**WORK TO DO**
Could you reproduce, word for word, the part of the data below that opens with the line containing "of the grey" and closes with the line containing "[[392, 44]]", both included, leaving the pictures out of your answer?

**PROVIDED DATA**
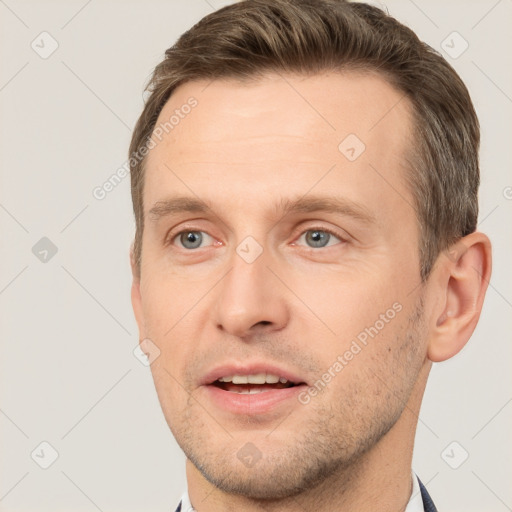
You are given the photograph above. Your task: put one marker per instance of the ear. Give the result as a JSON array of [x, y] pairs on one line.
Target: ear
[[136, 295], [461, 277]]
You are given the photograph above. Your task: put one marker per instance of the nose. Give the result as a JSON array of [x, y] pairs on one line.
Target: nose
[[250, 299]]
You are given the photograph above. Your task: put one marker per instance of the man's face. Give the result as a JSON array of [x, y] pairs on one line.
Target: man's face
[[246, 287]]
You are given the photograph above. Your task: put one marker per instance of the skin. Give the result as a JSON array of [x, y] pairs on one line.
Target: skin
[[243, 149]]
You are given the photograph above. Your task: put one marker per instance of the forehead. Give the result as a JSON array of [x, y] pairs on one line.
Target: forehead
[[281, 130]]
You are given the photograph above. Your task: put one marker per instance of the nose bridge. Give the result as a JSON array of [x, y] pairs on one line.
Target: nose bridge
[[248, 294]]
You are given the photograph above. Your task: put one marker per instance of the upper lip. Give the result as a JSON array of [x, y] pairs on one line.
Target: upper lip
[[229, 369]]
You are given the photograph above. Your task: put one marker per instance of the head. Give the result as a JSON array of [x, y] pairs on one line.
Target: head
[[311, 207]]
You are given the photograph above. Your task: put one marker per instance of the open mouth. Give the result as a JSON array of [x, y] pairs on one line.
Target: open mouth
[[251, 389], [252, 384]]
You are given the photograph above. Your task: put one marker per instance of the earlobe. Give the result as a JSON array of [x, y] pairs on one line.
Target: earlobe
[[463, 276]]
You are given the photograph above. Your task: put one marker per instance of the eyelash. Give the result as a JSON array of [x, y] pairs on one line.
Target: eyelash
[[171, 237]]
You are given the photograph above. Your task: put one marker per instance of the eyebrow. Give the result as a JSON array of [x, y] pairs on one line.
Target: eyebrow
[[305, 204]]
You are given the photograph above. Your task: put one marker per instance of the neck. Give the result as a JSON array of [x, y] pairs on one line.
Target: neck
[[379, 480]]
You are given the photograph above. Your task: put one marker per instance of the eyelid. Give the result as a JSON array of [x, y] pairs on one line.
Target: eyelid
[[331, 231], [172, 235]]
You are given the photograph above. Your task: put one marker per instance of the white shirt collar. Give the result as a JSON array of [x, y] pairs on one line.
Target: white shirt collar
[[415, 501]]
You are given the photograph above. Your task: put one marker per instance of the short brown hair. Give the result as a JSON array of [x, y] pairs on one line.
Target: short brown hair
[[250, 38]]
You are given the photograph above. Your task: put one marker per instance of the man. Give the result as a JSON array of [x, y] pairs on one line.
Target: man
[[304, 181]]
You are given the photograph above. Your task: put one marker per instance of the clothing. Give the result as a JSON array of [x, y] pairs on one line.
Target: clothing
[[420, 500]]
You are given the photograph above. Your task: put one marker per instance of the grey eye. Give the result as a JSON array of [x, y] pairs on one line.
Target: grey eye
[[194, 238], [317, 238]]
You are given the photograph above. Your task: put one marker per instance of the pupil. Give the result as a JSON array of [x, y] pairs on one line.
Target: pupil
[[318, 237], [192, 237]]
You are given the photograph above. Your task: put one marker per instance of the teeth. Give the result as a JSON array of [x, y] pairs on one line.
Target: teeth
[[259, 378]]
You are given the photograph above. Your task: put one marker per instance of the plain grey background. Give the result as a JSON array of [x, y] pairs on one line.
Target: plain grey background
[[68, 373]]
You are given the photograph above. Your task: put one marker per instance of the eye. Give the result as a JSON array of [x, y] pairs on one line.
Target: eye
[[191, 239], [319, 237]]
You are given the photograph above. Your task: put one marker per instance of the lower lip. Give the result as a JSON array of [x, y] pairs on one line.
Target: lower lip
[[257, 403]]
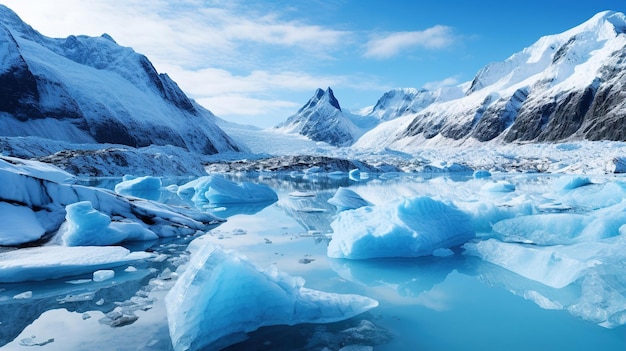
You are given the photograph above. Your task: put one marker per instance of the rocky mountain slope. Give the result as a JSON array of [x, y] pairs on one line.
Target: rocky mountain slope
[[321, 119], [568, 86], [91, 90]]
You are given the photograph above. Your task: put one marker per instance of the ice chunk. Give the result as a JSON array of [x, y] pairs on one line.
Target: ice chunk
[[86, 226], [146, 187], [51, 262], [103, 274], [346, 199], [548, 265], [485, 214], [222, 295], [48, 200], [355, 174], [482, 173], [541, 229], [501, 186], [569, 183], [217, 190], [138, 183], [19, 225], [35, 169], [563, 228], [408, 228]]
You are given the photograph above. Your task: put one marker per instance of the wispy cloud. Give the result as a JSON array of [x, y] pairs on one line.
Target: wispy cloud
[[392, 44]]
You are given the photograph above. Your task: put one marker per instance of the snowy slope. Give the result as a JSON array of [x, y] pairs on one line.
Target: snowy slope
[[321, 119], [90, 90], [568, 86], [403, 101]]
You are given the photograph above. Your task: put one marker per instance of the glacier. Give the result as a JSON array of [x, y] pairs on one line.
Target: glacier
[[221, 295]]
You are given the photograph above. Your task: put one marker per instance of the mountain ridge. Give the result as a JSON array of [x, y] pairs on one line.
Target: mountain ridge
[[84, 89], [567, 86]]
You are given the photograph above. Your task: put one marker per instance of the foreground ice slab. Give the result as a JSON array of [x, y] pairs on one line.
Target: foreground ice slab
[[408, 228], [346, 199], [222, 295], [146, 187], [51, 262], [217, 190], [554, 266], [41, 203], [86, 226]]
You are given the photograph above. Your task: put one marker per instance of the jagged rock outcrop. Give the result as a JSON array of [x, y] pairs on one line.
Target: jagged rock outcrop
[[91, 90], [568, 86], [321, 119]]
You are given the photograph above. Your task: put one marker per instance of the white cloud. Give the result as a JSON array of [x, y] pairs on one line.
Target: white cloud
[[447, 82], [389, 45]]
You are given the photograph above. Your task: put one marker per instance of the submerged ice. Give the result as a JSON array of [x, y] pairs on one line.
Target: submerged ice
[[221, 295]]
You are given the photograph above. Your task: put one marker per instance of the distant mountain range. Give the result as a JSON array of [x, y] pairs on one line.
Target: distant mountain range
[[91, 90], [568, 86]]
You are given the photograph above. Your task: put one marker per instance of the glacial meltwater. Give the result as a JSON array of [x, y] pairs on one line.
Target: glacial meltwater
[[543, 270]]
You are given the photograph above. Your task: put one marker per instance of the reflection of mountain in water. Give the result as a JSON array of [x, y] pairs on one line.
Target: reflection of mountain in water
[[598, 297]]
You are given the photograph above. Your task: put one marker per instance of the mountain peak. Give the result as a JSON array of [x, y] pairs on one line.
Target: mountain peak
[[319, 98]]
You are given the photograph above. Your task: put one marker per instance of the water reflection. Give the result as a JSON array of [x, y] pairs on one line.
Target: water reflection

**CORRECT RESPONSE**
You are given the photograph above. Your task: put one marker per instance of the grey eye. Give the result as a JSON array of [x, y] pairs on one line.
Target: grey eye
[[194, 238], [317, 238]]
You are given the photograph above. Your task: put one marker per instance of the pupil. Give the result as a JSON array of [x, y] pairs on one line.
Target: pupil
[[318, 237], [192, 237]]
You are given the photograph above. Your task: put one marker per instance of the teeth. Give the result as a JSON array of [x, y] pairs on one line.
Target: teeth
[[259, 378]]
You are given the photograph above. Your task: put one marker per instance of the plain grey background. Give the result as a JSON array of [x, y] pairs on one line.
Target: plain grey background
[[68, 373]]
You are given the photograph above. Your task: put one marker per instance of the eye. Give the result as a JSON array of [x, y] pairs on one line.
Target: eye
[[191, 239], [319, 237]]
You are given the photograph above. Your task: put one marker per instance of the lower lip. Give the result as a JSON array of [x, y] pairs on one line.
Target: lower lip
[[257, 403]]
You are given the photograph above. Your task: put one marker per instance of the rocky mountain slope. Give the result as a JSON array of [x, y] pairs on one line.
Target: rocky mountain slope
[[321, 119], [568, 86], [91, 90]]
You are given the photograph above. Your task: put one marker per instance of the ice chunk. Give the result as a JSON array of [x, y] pairs on one line.
Target: ice chunk
[[86, 226], [146, 187], [51, 262], [103, 274], [346, 199], [548, 265], [485, 214], [222, 295], [48, 200], [355, 174], [482, 173], [541, 229], [501, 186], [569, 183], [217, 190], [138, 183], [19, 225], [35, 169], [563, 228], [408, 228]]
You are given the photograph above. Your task: put one marker per instance of the wispy cloud. Give the result as a JSON array of [x, y] pairs on one line.
Target: wispy cloud
[[392, 44]]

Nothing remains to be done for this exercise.